• [PROVIDED TEXT]
— Begin —

In more recent times, IEDs have become just about the insurgent’s favorite weapon. In fact, I encountered them first-hand in Northern Ireland in the Seventies where the culvert mine became so popular that some British Army outposts had to be supplied by helicopter—a truly remarkable sight in what was supposed to be an advanced Western democracy. Driving along a road that may well blow you to pieces is an interesting experience. Short of a physical search on foot, culvert bombs placed under paved roads are quick to place and virtually undetectable.

Most culverts, by the way, are there for drainage, though some are used for sewage, gas or power. Yes, they can be blocked—which leads to other problems—but insurgents can, and do, unblock them, insert IED’s, and then re-block them (which makes the concealed IED extremely hard to detect).

— End —

• [SET PROBLEM]
Answer these from the passage on culvert bombs:
(a) Where and in which decade did the writer first encounter IEDs firsthand?
(b) How did some British Army outposts have to be supplied?
(c) Apart from drainage, what are some culverts used for?

• [DATA SUPPLIED]
— Begin —

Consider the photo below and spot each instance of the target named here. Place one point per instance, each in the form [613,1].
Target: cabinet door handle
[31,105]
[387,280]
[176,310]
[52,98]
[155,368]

— End —

• [ANSWER IN FULL]
(a) Northern Ireland, in the Seventies.
(b) By helicopter.
(c) Sewage, gas or power.